## What you need to do
The lines you return should be those containing the string "cluster", taken from the data below.

*** Excerpted data Section Begins ***

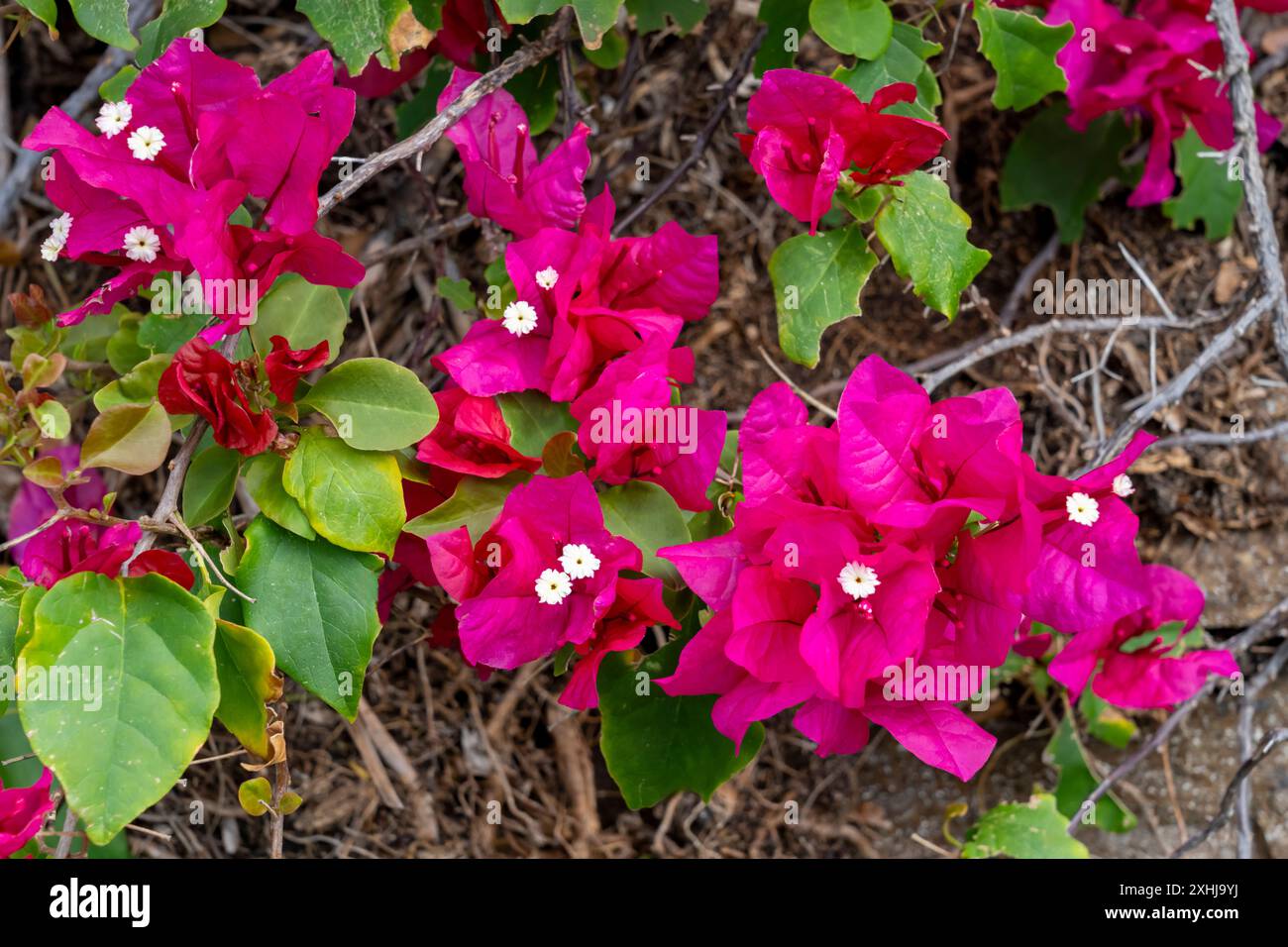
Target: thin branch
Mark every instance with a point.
(1261, 224)
(1207, 437)
(1232, 791)
(426, 137)
(703, 140)
(983, 350)
(1270, 624)
(1175, 389)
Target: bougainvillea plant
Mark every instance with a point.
(687, 577)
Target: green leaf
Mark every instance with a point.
(1022, 830)
(411, 116)
(459, 292)
(903, 60)
(533, 419)
(475, 504)
(136, 386)
(816, 283)
(352, 497)
(1021, 50)
(857, 27)
(115, 88)
(163, 331)
(44, 11)
(651, 16)
(246, 684)
(1077, 783)
(303, 313)
(1052, 165)
(1106, 722)
(178, 17)
(316, 605)
(256, 796)
(107, 21)
(263, 475)
(655, 744)
(130, 438)
(52, 419)
(1209, 193)
(648, 517)
(537, 90)
(155, 646)
(925, 234)
(786, 21)
(610, 54)
(357, 29)
(210, 484)
(374, 403)
(593, 17)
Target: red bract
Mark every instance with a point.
(202, 381)
(196, 136)
(807, 129)
(73, 547)
(472, 437)
(286, 367)
(907, 535)
(583, 300)
(1147, 65)
(503, 180)
(22, 812)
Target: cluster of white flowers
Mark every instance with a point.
(554, 585)
(58, 231)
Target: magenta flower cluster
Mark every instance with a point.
(193, 138)
(918, 532)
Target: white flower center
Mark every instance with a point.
(114, 118)
(579, 562)
(60, 227)
(858, 581)
(142, 244)
(1082, 509)
(553, 586)
(519, 317)
(146, 142)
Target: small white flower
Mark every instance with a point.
(142, 244)
(553, 586)
(114, 118)
(519, 318)
(579, 562)
(858, 579)
(60, 227)
(1082, 509)
(146, 142)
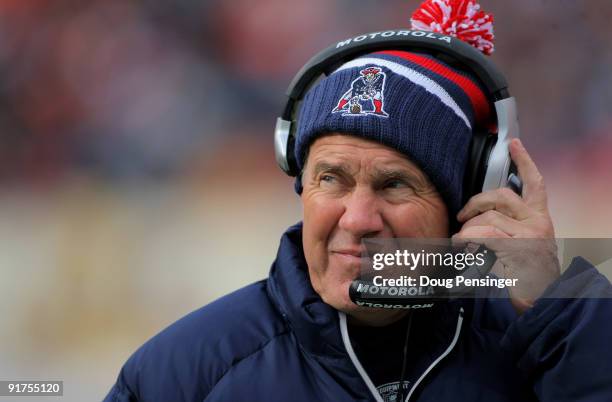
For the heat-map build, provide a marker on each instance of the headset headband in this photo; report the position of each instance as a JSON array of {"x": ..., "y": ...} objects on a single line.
[
  {"x": 490, "y": 162},
  {"x": 441, "y": 46}
]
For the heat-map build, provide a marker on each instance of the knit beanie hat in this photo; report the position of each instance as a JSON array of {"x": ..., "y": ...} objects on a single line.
[{"x": 412, "y": 102}]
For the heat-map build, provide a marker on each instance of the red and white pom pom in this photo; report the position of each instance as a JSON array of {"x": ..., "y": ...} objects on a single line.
[{"x": 459, "y": 18}]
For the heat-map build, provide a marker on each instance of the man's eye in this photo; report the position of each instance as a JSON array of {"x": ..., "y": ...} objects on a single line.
[
  {"x": 391, "y": 184},
  {"x": 328, "y": 178}
]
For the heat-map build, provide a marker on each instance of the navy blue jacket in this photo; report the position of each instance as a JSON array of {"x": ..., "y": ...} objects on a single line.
[{"x": 275, "y": 340}]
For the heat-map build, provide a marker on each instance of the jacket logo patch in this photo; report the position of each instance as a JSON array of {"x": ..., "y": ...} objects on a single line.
[{"x": 365, "y": 96}]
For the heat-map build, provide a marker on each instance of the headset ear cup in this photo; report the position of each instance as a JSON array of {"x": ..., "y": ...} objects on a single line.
[{"x": 480, "y": 148}]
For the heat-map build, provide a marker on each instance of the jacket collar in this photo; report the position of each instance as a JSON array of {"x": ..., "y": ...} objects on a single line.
[{"x": 314, "y": 322}]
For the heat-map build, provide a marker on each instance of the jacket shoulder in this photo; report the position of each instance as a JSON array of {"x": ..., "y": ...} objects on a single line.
[{"x": 185, "y": 360}]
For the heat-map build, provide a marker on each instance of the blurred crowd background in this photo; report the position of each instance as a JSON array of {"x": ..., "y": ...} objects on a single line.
[{"x": 137, "y": 176}]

*** Excerpted data Section Ends ***

## Response box
Target: cluster of white flowers
Target: magenta flower cluster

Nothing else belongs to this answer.